(Free-text object descriptions)
===============

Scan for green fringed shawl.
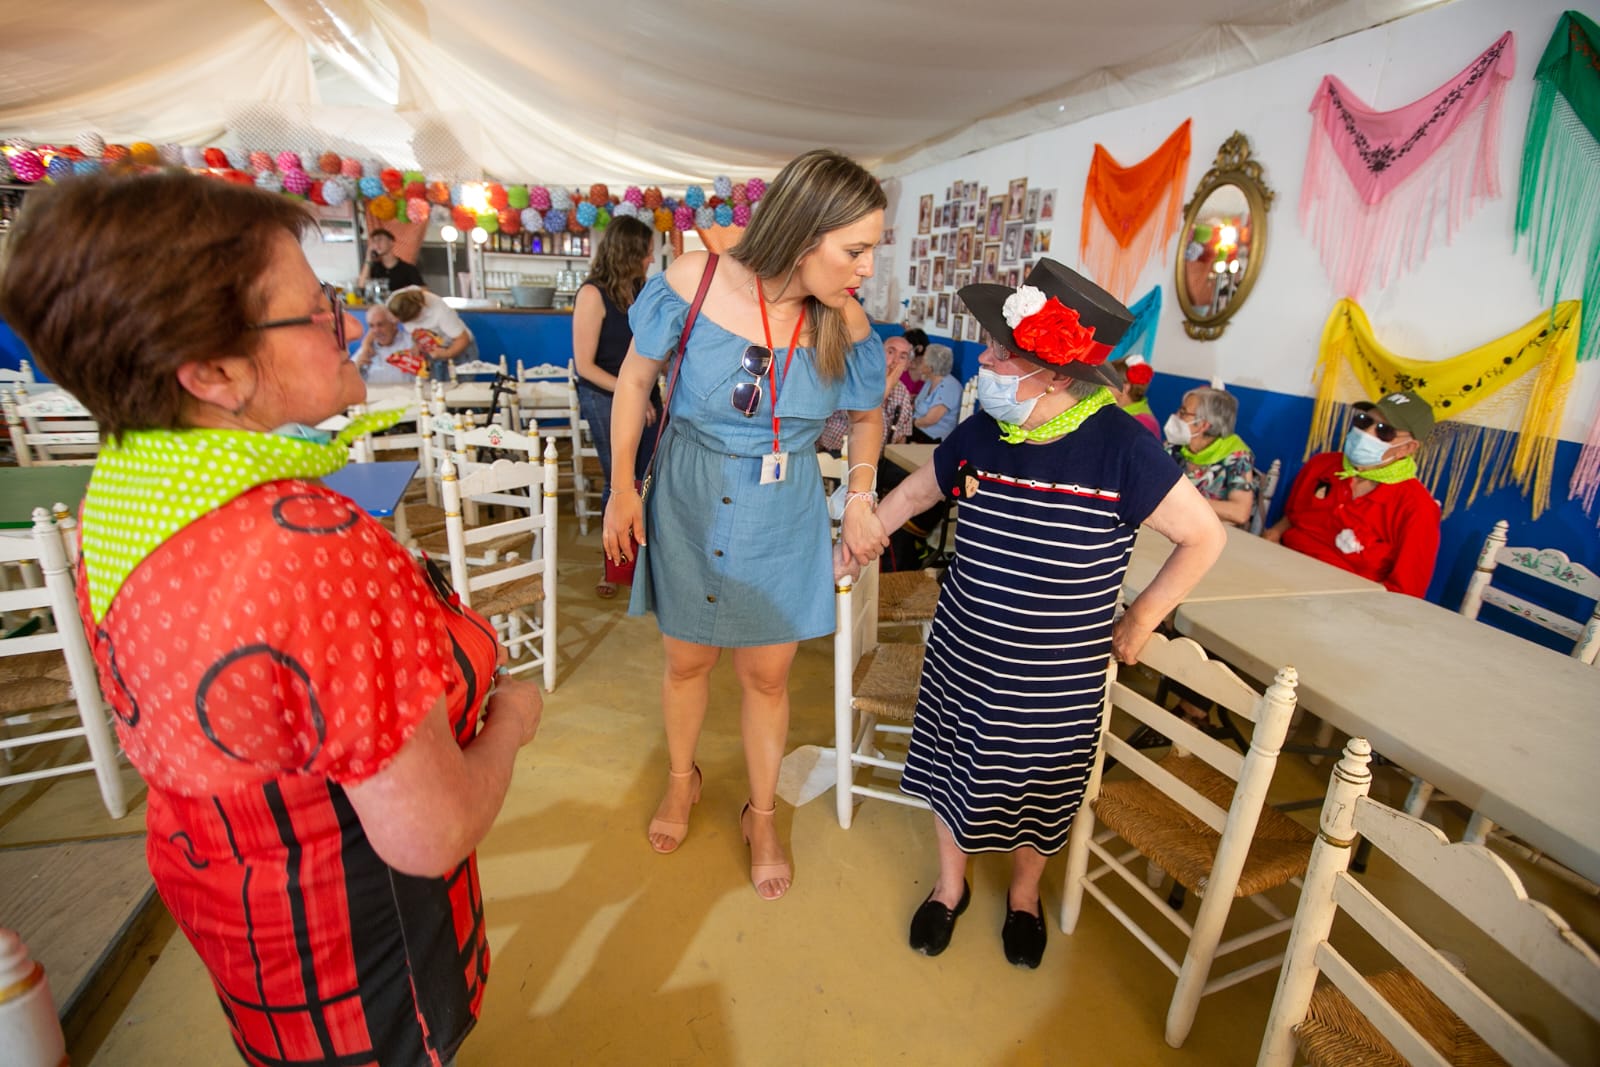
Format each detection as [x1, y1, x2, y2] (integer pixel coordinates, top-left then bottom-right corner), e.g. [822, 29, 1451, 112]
[1516, 10, 1600, 362]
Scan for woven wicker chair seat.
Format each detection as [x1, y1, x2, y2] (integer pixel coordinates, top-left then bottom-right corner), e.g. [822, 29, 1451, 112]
[850, 643, 925, 722]
[0, 651, 73, 714]
[878, 569, 940, 623]
[469, 573, 544, 619]
[1297, 969, 1506, 1067]
[414, 529, 530, 558]
[1093, 751, 1313, 898]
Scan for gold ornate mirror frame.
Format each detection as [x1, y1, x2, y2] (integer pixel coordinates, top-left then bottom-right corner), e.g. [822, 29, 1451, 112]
[1174, 132, 1273, 341]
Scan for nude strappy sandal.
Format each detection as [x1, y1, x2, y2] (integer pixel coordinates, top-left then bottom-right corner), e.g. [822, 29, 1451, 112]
[646, 764, 701, 854]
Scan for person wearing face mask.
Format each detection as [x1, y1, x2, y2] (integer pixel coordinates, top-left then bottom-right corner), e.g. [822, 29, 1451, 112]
[843, 259, 1225, 969]
[1164, 386, 1257, 527]
[1263, 390, 1440, 596]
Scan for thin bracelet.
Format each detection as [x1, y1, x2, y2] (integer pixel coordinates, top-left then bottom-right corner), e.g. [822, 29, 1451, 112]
[846, 462, 876, 481]
[844, 490, 878, 513]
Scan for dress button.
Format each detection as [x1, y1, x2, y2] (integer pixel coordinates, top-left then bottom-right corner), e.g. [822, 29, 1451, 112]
[714, 550, 724, 557]
[706, 594, 717, 603]
[722, 496, 732, 504]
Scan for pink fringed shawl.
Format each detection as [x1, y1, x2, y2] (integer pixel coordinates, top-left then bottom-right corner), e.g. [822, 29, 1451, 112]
[1301, 31, 1516, 299]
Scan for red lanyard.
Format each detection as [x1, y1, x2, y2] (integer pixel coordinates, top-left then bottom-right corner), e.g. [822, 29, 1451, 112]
[756, 290, 805, 455]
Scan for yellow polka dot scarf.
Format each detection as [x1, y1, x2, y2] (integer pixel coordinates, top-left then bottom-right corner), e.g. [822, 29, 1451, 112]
[81, 410, 404, 623]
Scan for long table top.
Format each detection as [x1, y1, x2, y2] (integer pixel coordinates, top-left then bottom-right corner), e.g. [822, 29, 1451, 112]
[0, 465, 94, 529]
[883, 443, 936, 472]
[322, 461, 418, 519]
[1174, 591, 1600, 884]
[1123, 524, 1382, 603]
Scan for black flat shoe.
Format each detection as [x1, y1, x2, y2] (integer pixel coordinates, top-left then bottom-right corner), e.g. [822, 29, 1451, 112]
[908, 881, 971, 957]
[1002, 902, 1047, 969]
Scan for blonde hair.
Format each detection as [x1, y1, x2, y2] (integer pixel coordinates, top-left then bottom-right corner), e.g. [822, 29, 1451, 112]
[387, 288, 425, 323]
[729, 149, 884, 381]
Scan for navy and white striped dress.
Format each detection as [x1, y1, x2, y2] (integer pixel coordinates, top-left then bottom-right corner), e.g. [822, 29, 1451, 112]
[899, 406, 1181, 854]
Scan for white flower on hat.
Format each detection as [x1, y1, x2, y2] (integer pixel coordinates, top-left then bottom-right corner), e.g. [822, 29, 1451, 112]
[1002, 285, 1047, 329]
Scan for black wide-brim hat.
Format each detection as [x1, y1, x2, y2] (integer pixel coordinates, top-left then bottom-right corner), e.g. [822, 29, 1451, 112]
[958, 259, 1133, 389]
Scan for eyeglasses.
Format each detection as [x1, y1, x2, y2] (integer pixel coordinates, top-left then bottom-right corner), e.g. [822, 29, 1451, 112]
[731, 344, 775, 417]
[1351, 408, 1399, 443]
[250, 282, 348, 350]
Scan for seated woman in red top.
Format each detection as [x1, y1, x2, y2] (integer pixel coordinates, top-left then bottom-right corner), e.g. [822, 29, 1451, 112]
[0, 171, 543, 1067]
[1264, 390, 1440, 597]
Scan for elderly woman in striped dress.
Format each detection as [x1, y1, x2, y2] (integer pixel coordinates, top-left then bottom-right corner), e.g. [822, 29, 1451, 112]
[847, 260, 1224, 968]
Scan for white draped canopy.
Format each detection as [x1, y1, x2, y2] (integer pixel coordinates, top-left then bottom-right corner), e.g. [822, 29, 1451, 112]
[0, 0, 1445, 185]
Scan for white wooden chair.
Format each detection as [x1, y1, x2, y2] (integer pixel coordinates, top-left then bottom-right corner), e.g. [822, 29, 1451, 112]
[515, 360, 584, 506]
[1060, 633, 1310, 1047]
[3, 389, 99, 467]
[417, 419, 545, 549]
[832, 561, 929, 828]
[1250, 458, 1282, 536]
[440, 448, 560, 691]
[0, 360, 38, 386]
[1459, 519, 1600, 665]
[0, 508, 127, 819]
[567, 363, 604, 535]
[1257, 738, 1600, 1067]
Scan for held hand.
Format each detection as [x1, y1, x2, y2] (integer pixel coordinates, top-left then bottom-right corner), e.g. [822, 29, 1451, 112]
[487, 675, 543, 746]
[1261, 524, 1284, 544]
[602, 487, 645, 564]
[841, 502, 889, 564]
[643, 404, 658, 428]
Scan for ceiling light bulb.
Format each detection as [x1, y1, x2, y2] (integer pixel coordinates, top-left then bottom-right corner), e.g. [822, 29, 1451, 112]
[440, 224, 459, 243]
[471, 227, 489, 245]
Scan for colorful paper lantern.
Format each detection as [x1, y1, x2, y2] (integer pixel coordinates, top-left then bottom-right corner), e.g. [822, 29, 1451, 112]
[46, 154, 73, 182]
[713, 175, 732, 198]
[73, 158, 103, 176]
[341, 157, 363, 179]
[507, 185, 529, 210]
[276, 151, 302, 172]
[487, 183, 508, 210]
[282, 168, 311, 195]
[642, 186, 663, 210]
[543, 208, 566, 233]
[407, 196, 429, 221]
[323, 178, 350, 206]
[652, 207, 672, 232]
[255, 170, 284, 193]
[379, 168, 403, 194]
[102, 144, 130, 163]
[159, 143, 184, 167]
[7, 150, 44, 183]
[183, 146, 208, 168]
[731, 203, 750, 226]
[732, 182, 747, 204]
[623, 186, 643, 206]
[613, 201, 638, 219]
[588, 183, 609, 206]
[684, 185, 705, 209]
[529, 186, 551, 211]
[403, 180, 426, 201]
[77, 132, 105, 158]
[369, 194, 397, 220]
[695, 206, 714, 229]
[498, 207, 520, 234]
[428, 181, 452, 204]
[452, 205, 477, 231]
[359, 175, 384, 198]
[576, 201, 598, 227]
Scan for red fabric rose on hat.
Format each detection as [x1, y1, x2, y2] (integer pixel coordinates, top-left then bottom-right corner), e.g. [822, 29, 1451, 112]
[1125, 361, 1153, 385]
[1011, 296, 1105, 366]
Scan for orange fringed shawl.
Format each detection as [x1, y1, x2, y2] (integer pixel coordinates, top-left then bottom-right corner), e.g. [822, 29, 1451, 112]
[1079, 120, 1191, 303]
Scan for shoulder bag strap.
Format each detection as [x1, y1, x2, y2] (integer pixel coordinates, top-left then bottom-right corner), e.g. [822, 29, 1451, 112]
[639, 253, 717, 494]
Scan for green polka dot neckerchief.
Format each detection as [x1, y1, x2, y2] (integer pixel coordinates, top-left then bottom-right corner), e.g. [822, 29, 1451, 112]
[81, 410, 405, 623]
[997, 387, 1116, 444]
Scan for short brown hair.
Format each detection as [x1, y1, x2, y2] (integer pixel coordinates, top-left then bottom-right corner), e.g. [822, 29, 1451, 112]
[0, 171, 312, 439]
[387, 288, 426, 323]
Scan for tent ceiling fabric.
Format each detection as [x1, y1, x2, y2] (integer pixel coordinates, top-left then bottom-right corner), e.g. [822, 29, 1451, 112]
[0, 0, 1446, 185]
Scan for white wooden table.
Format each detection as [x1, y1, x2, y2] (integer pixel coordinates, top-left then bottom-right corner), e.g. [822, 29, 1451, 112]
[1123, 525, 1382, 604]
[1173, 591, 1600, 884]
[883, 443, 935, 472]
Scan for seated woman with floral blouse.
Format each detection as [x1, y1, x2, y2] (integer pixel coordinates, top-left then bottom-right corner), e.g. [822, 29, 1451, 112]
[1164, 386, 1256, 528]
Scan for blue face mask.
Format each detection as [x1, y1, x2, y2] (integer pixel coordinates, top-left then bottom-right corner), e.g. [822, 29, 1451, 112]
[976, 366, 1043, 425]
[1343, 426, 1392, 467]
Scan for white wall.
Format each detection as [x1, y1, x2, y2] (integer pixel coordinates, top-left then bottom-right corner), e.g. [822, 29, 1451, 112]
[887, 0, 1597, 440]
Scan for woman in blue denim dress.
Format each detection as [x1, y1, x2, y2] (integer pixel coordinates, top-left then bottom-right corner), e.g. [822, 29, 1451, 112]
[602, 150, 889, 900]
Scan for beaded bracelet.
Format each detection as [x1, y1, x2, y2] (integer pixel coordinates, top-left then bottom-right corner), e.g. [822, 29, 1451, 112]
[844, 490, 878, 512]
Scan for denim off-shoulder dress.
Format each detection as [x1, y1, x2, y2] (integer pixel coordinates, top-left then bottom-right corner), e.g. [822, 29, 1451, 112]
[626, 271, 885, 646]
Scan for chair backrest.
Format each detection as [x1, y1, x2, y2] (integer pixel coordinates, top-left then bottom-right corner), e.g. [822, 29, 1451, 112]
[1459, 520, 1600, 663]
[451, 355, 507, 382]
[1257, 738, 1600, 1067]
[1250, 458, 1281, 536]
[0, 508, 126, 818]
[1099, 632, 1298, 840]
[958, 376, 978, 421]
[439, 446, 557, 609]
[4, 390, 100, 467]
[0, 360, 37, 384]
[516, 360, 577, 426]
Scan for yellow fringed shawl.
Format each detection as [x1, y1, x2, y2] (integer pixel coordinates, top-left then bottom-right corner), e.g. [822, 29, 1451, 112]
[1310, 299, 1581, 519]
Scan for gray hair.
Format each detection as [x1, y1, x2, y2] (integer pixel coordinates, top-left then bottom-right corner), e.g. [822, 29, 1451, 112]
[1065, 377, 1101, 401]
[921, 343, 954, 377]
[1187, 387, 1237, 437]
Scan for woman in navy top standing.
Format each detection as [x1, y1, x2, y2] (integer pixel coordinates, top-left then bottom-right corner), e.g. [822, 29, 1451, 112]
[573, 215, 661, 598]
[603, 150, 889, 901]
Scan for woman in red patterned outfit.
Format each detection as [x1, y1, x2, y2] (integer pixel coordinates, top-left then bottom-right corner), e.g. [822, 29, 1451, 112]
[0, 171, 542, 1066]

===============

YOUR ASSIGNMENT
Set down exactly, and only, the lines from the one containing "Scan for gray hair." to the final line of the data.

COMPLETED TASK
Scan for gray hair.
Format each detection as [x1, y1, x2, y2] (integer pixel coordinates, top-left then bottom-right corner), e.g. [822, 29, 1451, 112]
[1065, 377, 1101, 401]
[921, 343, 954, 377]
[1187, 387, 1237, 437]
Scan for woman in navy top standing.
Format each detection as [x1, y1, x2, y2] (integer pixel coordinates, top-left then bottom-right corner), e.g. [822, 29, 1451, 112]
[573, 215, 661, 598]
[603, 150, 889, 901]
Scan for woman in red patterned outfit.
Format each detection as [x1, y1, x2, y2] (integer pixel coordinates, top-left then bottom-right corner), e.g. [822, 29, 1451, 112]
[0, 171, 542, 1066]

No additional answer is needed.